* **Task brief**
Reproduce every one of the records below word for word, leaving out the pictures.

* **Material for this task**
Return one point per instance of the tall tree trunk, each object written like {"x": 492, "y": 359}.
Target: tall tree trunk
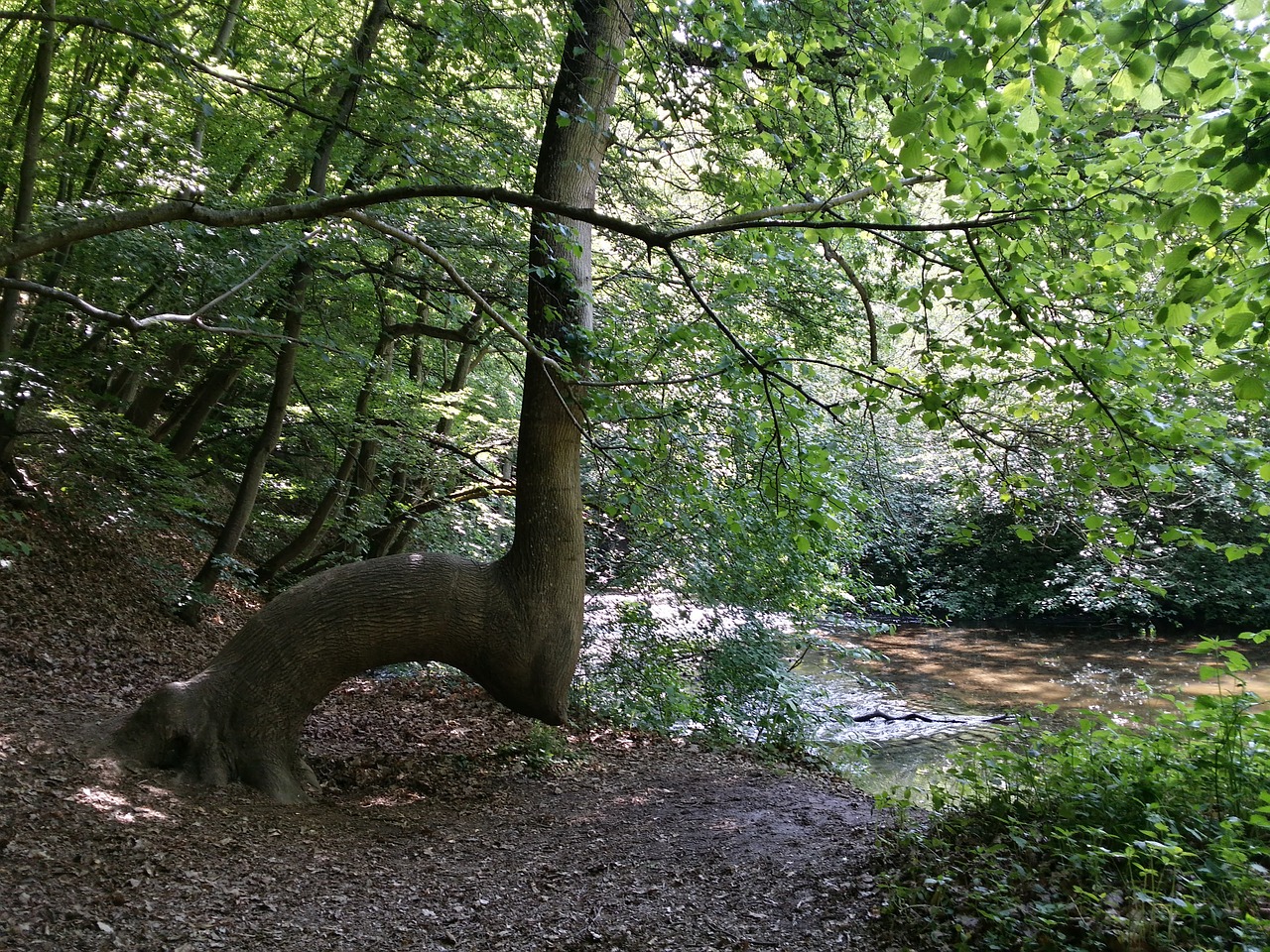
{"x": 186, "y": 421}
{"x": 298, "y": 295}
{"x": 317, "y": 526}
{"x": 24, "y": 204}
{"x": 513, "y": 625}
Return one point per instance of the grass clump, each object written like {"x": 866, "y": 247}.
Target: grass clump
{"x": 1100, "y": 837}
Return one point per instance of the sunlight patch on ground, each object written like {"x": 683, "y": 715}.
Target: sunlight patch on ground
{"x": 117, "y": 807}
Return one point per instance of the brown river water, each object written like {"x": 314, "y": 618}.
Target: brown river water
{"x": 961, "y": 676}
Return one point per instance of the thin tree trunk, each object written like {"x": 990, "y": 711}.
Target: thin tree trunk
{"x": 513, "y": 625}
{"x": 317, "y": 526}
{"x": 24, "y": 204}
{"x": 187, "y": 420}
{"x": 143, "y": 409}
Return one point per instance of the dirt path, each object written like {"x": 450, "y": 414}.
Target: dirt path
{"x": 444, "y": 821}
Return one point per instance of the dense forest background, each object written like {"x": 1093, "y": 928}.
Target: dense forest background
{"x": 955, "y": 309}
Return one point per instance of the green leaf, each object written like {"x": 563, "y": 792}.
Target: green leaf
{"x": 1029, "y": 121}
{"x": 1242, "y": 178}
{"x": 1250, "y": 389}
{"x": 993, "y": 154}
{"x": 907, "y": 121}
{"x": 1051, "y": 80}
{"x": 1151, "y": 98}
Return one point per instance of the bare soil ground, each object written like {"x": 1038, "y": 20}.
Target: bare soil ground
{"x": 444, "y": 821}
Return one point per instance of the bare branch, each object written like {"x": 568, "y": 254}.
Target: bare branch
{"x": 460, "y": 281}
{"x": 121, "y": 320}
{"x": 190, "y": 208}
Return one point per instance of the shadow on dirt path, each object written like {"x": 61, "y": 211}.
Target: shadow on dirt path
{"x": 443, "y": 825}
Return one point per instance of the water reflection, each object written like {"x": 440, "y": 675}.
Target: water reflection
{"x": 971, "y": 674}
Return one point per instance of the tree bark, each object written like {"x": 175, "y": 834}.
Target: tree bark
{"x": 317, "y": 526}
{"x": 14, "y": 380}
{"x": 513, "y": 625}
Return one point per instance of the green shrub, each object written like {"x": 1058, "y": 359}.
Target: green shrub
{"x": 721, "y": 676}
{"x": 1100, "y": 837}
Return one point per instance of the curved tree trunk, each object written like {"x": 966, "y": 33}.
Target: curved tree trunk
{"x": 513, "y": 625}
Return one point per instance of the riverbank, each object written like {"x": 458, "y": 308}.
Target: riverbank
{"x": 444, "y": 823}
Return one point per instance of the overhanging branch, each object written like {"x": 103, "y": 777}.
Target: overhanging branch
{"x": 193, "y": 209}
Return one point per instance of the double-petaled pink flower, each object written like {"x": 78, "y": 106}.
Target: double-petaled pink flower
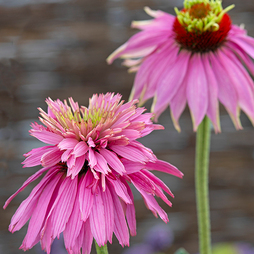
{"x": 91, "y": 156}
{"x": 197, "y": 57}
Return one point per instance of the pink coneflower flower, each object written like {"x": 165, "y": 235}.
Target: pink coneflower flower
{"x": 197, "y": 57}
{"x": 91, "y": 156}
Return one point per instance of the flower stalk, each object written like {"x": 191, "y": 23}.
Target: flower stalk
{"x": 201, "y": 180}
{"x": 101, "y": 250}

* **Complete response**
Return one point per instance of the tall tree trunk, each object written like {"x": 492, "y": 359}.
Target: tall tree trunk
{"x": 186, "y": 421}
{"x": 298, "y": 295}
{"x": 317, "y": 526}
{"x": 24, "y": 204}
{"x": 513, "y": 625}
Return one point per instance of the grass clump, each object written like {"x": 866, "y": 247}.
Target: grass clump
{"x": 1100, "y": 837}
Return one point per instance of the sunlight patch on ground, each object written like {"x": 683, "y": 715}.
Target: sunlight patch on ground
{"x": 117, "y": 807}
Return one point per instance of the brown river water, each object written like {"x": 314, "y": 618}.
Target: brown river water
{"x": 961, "y": 676}
Return one point per instance of the thin tree trunk, each object written like {"x": 990, "y": 711}.
Target: thin tree trunk
{"x": 513, "y": 625}
{"x": 317, "y": 526}
{"x": 24, "y": 204}
{"x": 187, "y": 420}
{"x": 143, "y": 409}
Return one point per instance of the dirt path, each object written like {"x": 450, "y": 414}.
Target: dirt path
{"x": 444, "y": 821}
Return one point per instance of the dense forest background, each object written like {"x": 1093, "y": 928}.
Target: dense forest background
{"x": 955, "y": 309}
Return one point per instance of the green leaf, each object written like {"x": 563, "y": 792}.
Target: green leaf
{"x": 1029, "y": 121}
{"x": 1242, "y": 178}
{"x": 1250, "y": 389}
{"x": 993, "y": 154}
{"x": 907, "y": 121}
{"x": 1051, "y": 80}
{"x": 1151, "y": 98}
Return one point per instance of the bare soil ground, each object written like {"x": 1038, "y": 20}.
Target: bare soil ground
{"x": 444, "y": 821}
Return one point per instance of the bare branch, each object written like {"x": 568, "y": 254}.
Target: bare branch
{"x": 460, "y": 281}
{"x": 121, "y": 320}
{"x": 190, "y": 208}
Return one point per instance of the shadow on dirt path, each object written like {"x": 61, "y": 211}.
Target: shadow on dirt path
{"x": 443, "y": 825}
Return one point per instance of the water reflection, each object written like {"x": 440, "y": 675}.
Target: water reflection
{"x": 971, "y": 674}
Return one point per instance of the tree bark, each object written like {"x": 175, "y": 834}.
Target: tree bark
{"x": 317, "y": 526}
{"x": 14, "y": 380}
{"x": 513, "y": 625}
Return one point per instance of the green shrub, each object written like {"x": 1058, "y": 359}.
Target: green shrub
{"x": 721, "y": 676}
{"x": 1100, "y": 837}
Return one point per instance of the curved tree trunk, each object written like {"x": 966, "y": 33}.
Target: curved tree trunk
{"x": 513, "y": 625}
Return one point per instance of the riverbank, each object written like {"x": 458, "y": 308}.
Target: riverbank
{"x": 444, "y": 823}
Return one point per instance of the overhanging branch, each object written like {"x": 103, "y": 777}.
Target: overhanging branch
{"x": 193, "y": 209}
Return one point per instance of the double-petaled pink flower, each object written like {"x": 78, "y": 106}.
Target: double-petaled pink flower
{"x": 91, "y": 156}
{"x": 197, "y": 57}
Return one point per instance of the pink coneflower flower, each object written like {"x": 165, "y": 235}.
Target: pink coneflower flower
{"x": 197, "y": 57}
{"x": 91, "y": 156}
Return one point per instance of the flower stalk, each object written like {"x": 191, "y": 23}.
Target: flower stalk
{"x": 201, "y": 180}
{"x": 101, "y": 250}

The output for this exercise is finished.